» **EXERCISE BRIEF**:
Restate the entries below word for word, omitting nothing.

» **INPUT**:
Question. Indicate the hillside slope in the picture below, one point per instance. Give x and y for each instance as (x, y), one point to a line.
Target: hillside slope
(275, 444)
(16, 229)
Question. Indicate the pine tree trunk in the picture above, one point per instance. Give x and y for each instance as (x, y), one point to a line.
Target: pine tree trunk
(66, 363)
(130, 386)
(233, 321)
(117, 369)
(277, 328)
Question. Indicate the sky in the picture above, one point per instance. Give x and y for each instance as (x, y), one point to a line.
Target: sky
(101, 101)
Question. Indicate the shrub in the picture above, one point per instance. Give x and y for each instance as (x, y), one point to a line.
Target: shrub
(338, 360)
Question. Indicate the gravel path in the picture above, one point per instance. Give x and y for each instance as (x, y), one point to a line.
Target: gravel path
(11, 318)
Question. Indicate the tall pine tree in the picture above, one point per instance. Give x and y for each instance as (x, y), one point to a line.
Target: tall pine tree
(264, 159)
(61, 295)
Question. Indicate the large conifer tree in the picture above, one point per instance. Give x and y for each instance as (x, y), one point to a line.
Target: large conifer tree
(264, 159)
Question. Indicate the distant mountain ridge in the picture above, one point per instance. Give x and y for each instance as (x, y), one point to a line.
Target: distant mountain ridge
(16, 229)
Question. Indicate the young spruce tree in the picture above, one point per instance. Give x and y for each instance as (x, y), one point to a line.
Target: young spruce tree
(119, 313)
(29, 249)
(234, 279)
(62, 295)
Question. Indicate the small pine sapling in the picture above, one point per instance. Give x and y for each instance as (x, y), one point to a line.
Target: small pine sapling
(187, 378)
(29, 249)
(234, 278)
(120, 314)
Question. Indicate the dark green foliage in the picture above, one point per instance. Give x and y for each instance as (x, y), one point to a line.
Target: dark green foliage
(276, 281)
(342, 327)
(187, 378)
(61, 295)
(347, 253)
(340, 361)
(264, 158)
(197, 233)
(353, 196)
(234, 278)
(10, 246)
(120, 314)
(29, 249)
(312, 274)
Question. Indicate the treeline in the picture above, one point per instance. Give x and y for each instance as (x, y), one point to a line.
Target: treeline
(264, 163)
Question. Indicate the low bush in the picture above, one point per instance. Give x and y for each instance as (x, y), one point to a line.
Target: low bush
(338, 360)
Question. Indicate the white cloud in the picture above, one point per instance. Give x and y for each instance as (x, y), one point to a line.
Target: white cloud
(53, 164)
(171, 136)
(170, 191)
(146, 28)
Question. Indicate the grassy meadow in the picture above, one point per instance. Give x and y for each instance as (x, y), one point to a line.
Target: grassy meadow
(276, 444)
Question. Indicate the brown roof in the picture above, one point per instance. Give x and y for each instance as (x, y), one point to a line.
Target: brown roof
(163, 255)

» **WRITTEN REPLY**:
Question. Indicate the hillside slope in the picture below, one point per instance. Give x and y for each instance as (x, y), one point to a line.
Target: hillside slope
(275, 444)
(16, 229)
Question. Indicate the pine tree trunk in the picture above, one point per instance. Give x and y for each instance as (x, y), one point to a line.
Target: pine tree trunk
(66, 363)
(130, 386)
(233, 321)
(117, 369)
(277, 328)
Question. Indicate the sky in the picture above, one point per instance. Give x and y for each instance as (x, y), one point to a line.
Target: sky
(101, 101)
Question. Indicate the shrub in the picture above, one point per instance. Give x and y for each instance as (x, y), one point to a line.
Target: shrub
(338, 360)
Question. Indicate the gravel path in the picture above, one point per instance. Give x and y for each instance as (x, y), one point to a line.
Target: gravel path
(11, 318)
Question. Indicate the tall pine tree in the picture above, one point per instance. Give x and y for each instance as (x, y), one point to a line.
Target: tall pine tree
(264, 159)
(61, 295)
Question. Indicate the large conifer tree in the picture above, one point per instance. Give x and y for each instance as (x, y), one point to a line.
Target: large conifer tree
(264, 159)
Question. Indicate the distant mountain ridge in the picture above, one point per instance. Give x and y for each instance as (x, y), one point to a line.
Target: distant mountain ridge
(16, 229)
Question. Indicate the young spruce tree in the picture above, one point per instance. Give x and y for each instance as (x, y), one point to a line.
Target: young spruce tree
(119, 313)
(29, 249)
(234, 279)
(62, 295)
Question. Indicate the small pine sapling in the picture above, one point per instance. Give x and y for each instance as (x, y), one point to a line.
Target: small pine sapling
(187, 378)
(29, 249)
(234, 278)
(120, 314)
Question. Indicate the dark green foliage in the picture above, one point per instance. Give x and y for each instance as (x, y), one point to a line.
Target: dark green foliage
(276, 281)
(342, 327)
(187, 378)
(61, 295)
(347, 253)
(340, 361)
(264, 158)
(197, 233)
(353, 196)
(234, 278)
(10, 246)
(120, 314)
(29, 249)
(312, 274)
Question. Indicate the treeline in the picture above, one point per instance. Give x and y for each instance as (x, y), one point to a line.
Target: treeline
(264, 163)
Question. Indicate the low bush in the picture above, one point per instance. Give x and y for each instance as (x, y), one point to a line.
Target: low bush
(338, 360)
Question. Indicate the white cloud in the picture above, one point per instance. Give x and y for each instance as (x, y), one point to a line.
Target: white cloud
(53, 164)
(171, 136)
(170, 191)
(146, 28)
Question. Indicate the grassy meadow in the picture above, one point per instance. Give x and y for each instance as (x, y), one point to a line.
Target: grassy meadow
(276, 444)
Question. Indicate the brown roof in the picture above, one point per instance. Give x and y for each instance as (x, y), one point to a line.
Target: brown roof
(163, 255)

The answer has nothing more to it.